YOUR GOAL
Starting at the top of the data and stopping after the line that contains "[[458, 192], [199, 207], [3, 245]]", write out every line again, but offset each coordinate of the answer points by adding 3 to it. Leave the pictures out.
### SUPPLIED RECORDS ###
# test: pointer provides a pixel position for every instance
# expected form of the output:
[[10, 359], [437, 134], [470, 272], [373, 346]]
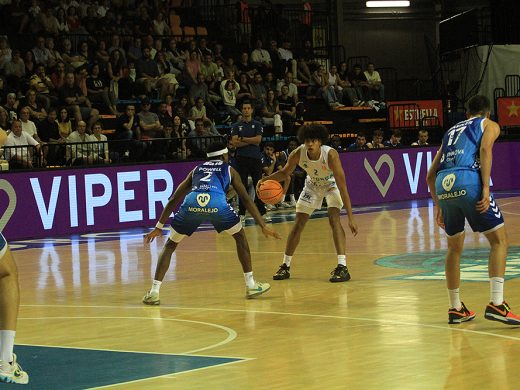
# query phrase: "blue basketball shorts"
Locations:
[[458, 192], [199, 207], [3, 245]]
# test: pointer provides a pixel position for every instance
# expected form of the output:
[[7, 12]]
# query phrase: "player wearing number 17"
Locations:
[[325, 179], [204, 193], [459, 179]]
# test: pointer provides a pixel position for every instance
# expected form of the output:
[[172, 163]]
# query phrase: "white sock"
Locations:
[[454, 299], [497, 290], [6, 345], [250, 281], [156, 286]]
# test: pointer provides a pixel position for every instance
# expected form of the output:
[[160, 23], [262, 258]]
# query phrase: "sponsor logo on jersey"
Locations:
[[473, 264], [203, 199], [448, 182]]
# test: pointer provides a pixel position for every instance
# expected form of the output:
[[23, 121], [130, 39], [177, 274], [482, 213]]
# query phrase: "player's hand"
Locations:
[[268, 232], [148, 238], [483, 204], [353, 227], [438, 217]]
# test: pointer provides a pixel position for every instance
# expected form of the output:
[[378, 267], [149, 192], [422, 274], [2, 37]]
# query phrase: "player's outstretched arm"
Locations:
[[180, 193], [236, 182], [341, 182], [491, 133], [284, 173]]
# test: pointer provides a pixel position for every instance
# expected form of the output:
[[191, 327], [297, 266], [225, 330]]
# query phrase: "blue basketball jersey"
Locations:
[[461, 145], [213, 176]]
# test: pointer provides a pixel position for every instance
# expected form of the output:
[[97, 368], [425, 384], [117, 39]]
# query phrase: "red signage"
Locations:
[[508, 111], [415, 113]]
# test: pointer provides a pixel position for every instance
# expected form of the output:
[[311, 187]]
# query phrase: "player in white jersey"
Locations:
[[325, 179], [10, 370]]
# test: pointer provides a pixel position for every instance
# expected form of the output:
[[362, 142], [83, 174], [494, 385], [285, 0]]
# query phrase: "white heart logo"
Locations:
[[448, 182], [11, 193], [203, 199], [384, 159]]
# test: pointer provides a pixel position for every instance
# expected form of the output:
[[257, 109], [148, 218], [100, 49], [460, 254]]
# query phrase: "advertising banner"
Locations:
[[75, 201]]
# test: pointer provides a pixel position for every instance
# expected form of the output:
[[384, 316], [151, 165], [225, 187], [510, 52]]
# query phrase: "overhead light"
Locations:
[[387, 4]]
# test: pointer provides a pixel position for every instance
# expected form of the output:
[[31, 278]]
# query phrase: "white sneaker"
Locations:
###
TASK RESPONSE
# test: pointer provides a pixel position for every instance
# expected form of the output:
[[10, 359], [437, 134], [470, 272], [373, 346]]
# query phrase: "blue basketball shorts"
Locations:
[[461, 195], [202, 210], [6, 248]]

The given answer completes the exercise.